▶ _DIRECTIVE_
List every line of the records that contains the word "armrest", keeping in mind that case counts.

--- start ---

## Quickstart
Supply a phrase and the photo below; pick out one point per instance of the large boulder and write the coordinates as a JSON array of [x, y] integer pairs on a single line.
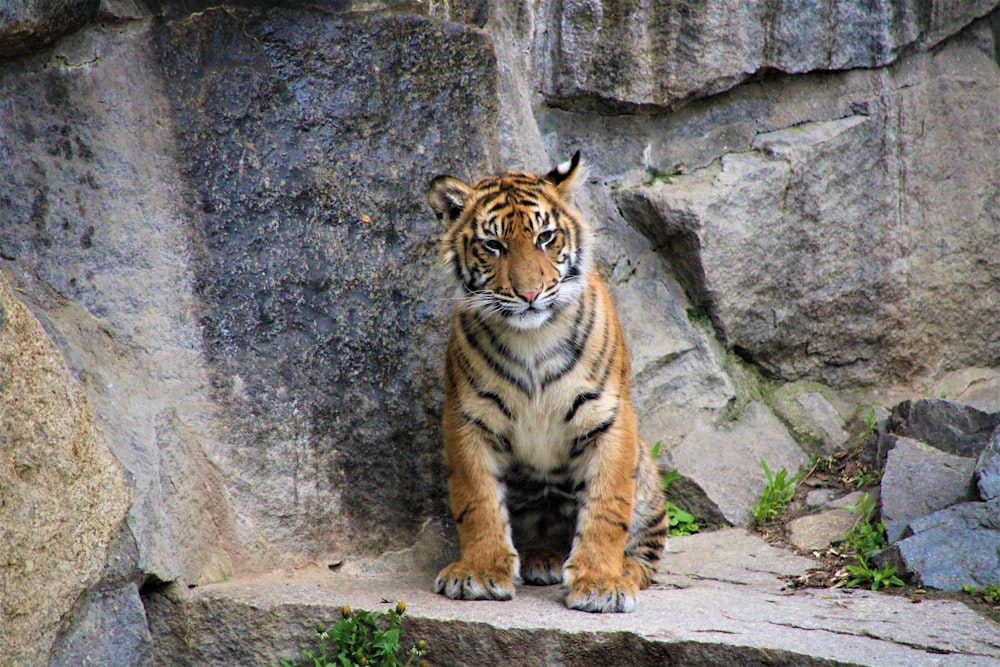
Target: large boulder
[[63, 494], [27, 25], [920, 479], [961, 429], [223, 218], [827, 250], [634, 54]]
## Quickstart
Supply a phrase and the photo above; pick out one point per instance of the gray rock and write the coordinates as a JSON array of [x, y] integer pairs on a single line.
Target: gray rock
[[27, 26], [724, 460], [616, 55], [988, 469], [957, 428], [110, 629], [749, 236], [224, 238], [721, 616], [814, 532], [63, 495], [819, 497], [918, 480], [814, 414], [955, 547]]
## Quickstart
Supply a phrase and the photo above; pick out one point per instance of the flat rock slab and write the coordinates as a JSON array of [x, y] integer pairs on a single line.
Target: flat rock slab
[[708, 622]]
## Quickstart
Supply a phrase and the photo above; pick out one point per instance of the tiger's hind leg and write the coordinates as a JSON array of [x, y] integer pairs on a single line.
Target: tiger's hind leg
[[541, 567]]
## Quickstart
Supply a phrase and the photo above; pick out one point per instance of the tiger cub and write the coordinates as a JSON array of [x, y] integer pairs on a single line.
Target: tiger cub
[[548, 479]]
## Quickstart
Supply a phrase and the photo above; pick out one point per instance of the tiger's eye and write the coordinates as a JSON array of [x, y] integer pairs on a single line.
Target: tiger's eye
[[492, 245]]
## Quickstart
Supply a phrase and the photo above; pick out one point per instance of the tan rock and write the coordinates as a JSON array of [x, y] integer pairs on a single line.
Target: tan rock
[[62, 495]]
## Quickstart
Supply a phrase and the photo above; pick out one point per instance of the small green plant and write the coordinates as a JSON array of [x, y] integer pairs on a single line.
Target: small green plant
[[362, 639], [778, 492], [871, 423], [865, 575], [866, 537], [681, 522]]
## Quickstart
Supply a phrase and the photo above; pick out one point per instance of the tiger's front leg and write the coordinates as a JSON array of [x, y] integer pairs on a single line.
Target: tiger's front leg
[[489, 565], [597, 576]]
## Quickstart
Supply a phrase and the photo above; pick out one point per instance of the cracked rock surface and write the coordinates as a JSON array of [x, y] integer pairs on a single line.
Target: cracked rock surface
[[719, 601]]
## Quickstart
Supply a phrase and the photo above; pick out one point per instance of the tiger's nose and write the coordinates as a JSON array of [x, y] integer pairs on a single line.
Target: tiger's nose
[[530, 295]]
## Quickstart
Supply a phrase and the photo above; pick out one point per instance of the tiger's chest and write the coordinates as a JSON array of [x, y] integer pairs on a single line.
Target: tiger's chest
[[563, 405]]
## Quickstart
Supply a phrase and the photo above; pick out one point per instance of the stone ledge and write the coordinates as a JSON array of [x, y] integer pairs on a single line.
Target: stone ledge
[[710, 621]]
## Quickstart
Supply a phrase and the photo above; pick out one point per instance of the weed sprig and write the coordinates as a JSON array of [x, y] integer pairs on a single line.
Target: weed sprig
[[362, 639], [778, 492]]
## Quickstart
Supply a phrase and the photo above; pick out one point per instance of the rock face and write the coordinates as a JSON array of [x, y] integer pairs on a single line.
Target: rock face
[[920, 479], [62, 495], [634, 54], [27, 26], [945, 528], [808, 288]]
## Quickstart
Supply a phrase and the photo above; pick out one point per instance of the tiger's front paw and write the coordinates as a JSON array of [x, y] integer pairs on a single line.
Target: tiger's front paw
[[459, 581], [541, 568], [610, 594]]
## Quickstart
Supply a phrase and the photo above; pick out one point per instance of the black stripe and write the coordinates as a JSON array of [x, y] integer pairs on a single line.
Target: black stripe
[[498, 441], [582, 442], [494, 365], [580, 400], [576, 345], [467, 373], [461, 517], [598, 430], [490, 396], [613, 522]]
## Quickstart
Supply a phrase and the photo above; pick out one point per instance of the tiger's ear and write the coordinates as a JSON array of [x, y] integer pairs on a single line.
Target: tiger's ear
[[447, 196], [566, 176]]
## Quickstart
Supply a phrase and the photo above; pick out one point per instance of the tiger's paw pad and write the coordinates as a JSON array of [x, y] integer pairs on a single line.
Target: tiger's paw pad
[[541, 567], [602, 595], [458, 581]]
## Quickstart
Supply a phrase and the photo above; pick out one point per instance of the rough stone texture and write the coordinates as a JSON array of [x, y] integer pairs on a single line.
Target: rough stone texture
[[969, 384], [920, 479], [635, 54], [28, 26], [814, 414], [110, 629], [728, 609], [955, 547], [219, 214], [818, 531], [750, 236], [988, 469], [249, 329], [956, 428], [725, 461], [62, 495]]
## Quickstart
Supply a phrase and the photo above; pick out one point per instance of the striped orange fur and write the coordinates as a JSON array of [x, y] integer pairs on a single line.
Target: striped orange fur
[[548, 479]]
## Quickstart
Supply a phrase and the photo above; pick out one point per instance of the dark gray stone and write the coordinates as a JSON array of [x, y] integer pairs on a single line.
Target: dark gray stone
[[109, 629], [223, 219], [27, 26], [955, 547], [988, 469], [952, 427], [918, 480], [308, 162]]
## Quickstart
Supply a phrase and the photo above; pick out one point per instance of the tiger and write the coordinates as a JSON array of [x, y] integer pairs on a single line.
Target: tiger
[[548, 479]]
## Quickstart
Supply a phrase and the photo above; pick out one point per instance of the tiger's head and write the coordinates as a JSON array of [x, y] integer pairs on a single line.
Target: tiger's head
[[515, 243]]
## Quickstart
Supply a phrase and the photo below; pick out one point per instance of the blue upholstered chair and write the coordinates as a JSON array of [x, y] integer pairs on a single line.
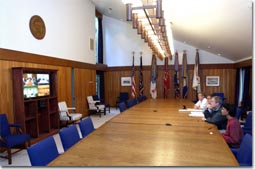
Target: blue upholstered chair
[[140, 99], [43, 152], [123, 97], [131, 102], [101, 101], [239, 111], [220, 95], [86, 126], [144, 97], [69, 136], [247, 128], [244, 153], [10, 140], [122, 106]]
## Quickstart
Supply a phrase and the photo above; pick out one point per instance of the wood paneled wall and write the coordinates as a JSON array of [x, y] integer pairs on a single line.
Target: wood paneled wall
[[226, 72], [6, 103], [85, 85], [85, 79]]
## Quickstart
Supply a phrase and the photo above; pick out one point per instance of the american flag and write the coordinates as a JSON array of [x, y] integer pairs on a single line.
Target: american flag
[[184, 75], [141, 88], [196, 78], [153, 89], [166, 79], [176, 75], [133, 92]]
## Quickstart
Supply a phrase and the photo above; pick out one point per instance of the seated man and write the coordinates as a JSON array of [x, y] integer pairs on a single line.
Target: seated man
[[234, 132], [202, 102], [215, 115]]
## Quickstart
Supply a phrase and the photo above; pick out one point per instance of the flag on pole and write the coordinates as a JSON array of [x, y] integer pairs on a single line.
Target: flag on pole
[[176, 75], [196, 78], [153, 88], [166, 79], [141, 88], [184, 75], [133, 88]]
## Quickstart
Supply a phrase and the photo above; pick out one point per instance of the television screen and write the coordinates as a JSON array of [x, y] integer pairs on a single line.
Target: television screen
[[43, 82], [36, 85]]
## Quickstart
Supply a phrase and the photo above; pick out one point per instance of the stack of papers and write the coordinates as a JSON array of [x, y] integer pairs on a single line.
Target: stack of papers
[[190, 110], [196, 114]]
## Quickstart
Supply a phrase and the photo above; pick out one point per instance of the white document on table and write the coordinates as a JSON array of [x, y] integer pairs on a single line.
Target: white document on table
[[196, 114]]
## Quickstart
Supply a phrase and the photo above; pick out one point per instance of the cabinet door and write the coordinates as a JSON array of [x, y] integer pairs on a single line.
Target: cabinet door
[[31, 118], [54, 113], [43, 115]]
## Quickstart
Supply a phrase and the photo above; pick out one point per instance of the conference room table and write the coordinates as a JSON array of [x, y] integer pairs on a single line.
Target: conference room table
[[151, 133]]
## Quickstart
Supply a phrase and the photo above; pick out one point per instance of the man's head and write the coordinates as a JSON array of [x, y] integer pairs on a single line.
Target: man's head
[[200, 96], [216, 102]]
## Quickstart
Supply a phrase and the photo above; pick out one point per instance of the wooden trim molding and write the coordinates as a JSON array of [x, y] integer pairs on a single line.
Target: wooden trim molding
[[99, 15], [245, 63], [11, 55]]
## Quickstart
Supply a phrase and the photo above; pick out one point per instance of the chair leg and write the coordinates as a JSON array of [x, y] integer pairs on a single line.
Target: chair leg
[[9, 156]]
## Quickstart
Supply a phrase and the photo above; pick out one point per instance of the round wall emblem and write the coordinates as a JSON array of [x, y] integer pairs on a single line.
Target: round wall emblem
[[37, 27]]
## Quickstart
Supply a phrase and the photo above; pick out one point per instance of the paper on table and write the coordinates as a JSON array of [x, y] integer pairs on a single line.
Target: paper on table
[[189, 110], [196, 114]]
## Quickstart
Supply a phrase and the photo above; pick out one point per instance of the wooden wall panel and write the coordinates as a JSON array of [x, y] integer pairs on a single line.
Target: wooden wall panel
[[6, 104], [113, 86], [85, 75], [85, 85]]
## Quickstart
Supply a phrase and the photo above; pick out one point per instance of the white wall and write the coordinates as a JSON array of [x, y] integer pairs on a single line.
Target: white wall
[[69, 26], [120, 39]]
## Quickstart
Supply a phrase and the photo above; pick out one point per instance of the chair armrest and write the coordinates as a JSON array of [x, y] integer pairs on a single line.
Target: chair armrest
[[15, 125], [234, 151], [2, 140]]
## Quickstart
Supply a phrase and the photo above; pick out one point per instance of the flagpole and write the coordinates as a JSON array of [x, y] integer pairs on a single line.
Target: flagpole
[[133, 87]]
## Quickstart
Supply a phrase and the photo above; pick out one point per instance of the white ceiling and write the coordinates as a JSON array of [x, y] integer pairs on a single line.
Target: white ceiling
[[218, 26]]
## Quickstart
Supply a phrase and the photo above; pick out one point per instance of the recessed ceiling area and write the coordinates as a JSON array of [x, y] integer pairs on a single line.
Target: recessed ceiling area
[[222, 27]]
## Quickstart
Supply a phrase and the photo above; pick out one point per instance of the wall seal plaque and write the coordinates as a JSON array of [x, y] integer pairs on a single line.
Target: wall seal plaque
[[37, 27]]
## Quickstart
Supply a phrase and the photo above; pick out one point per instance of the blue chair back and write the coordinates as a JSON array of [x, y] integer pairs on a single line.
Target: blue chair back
[[244, 153], [69, 136], [131, 102], [239, 111], [43, 152], [122, 106], [248, 124], [86, 126], [4, 126], [144, 97], [123, 96], [140, 99]]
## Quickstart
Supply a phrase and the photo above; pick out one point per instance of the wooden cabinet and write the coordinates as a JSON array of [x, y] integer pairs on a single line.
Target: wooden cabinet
[[36, 104]]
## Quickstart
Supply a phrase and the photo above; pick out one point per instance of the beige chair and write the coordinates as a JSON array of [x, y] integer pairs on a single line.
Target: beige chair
[[95, 107], [66, 115]]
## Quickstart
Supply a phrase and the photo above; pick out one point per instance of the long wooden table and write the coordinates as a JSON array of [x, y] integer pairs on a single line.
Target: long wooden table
[[152, 133]]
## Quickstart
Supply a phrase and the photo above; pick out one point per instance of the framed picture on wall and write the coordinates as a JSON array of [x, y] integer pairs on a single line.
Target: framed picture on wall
[[212, 80], [125, 81]]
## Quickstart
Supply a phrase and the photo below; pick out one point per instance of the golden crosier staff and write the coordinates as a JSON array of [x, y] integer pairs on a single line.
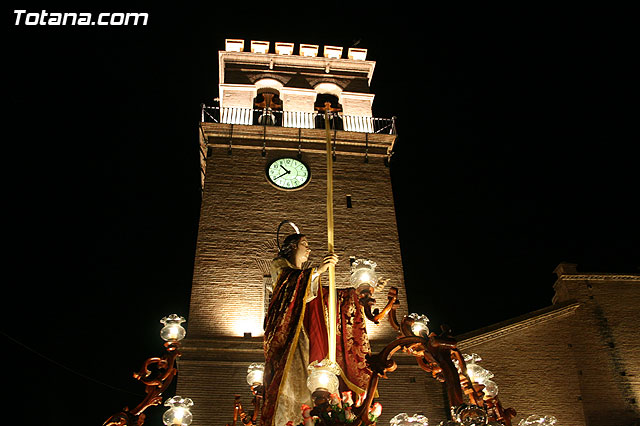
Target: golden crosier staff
[[330, 246]]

--- end ---

▶ _TASK SOLUTION_
Supply a phrase and the photo above; pick out one point per instance of the chair armrest and write the coordinates as a JSON array of [x, y] integer pairs on a single line.
Target: chair armrest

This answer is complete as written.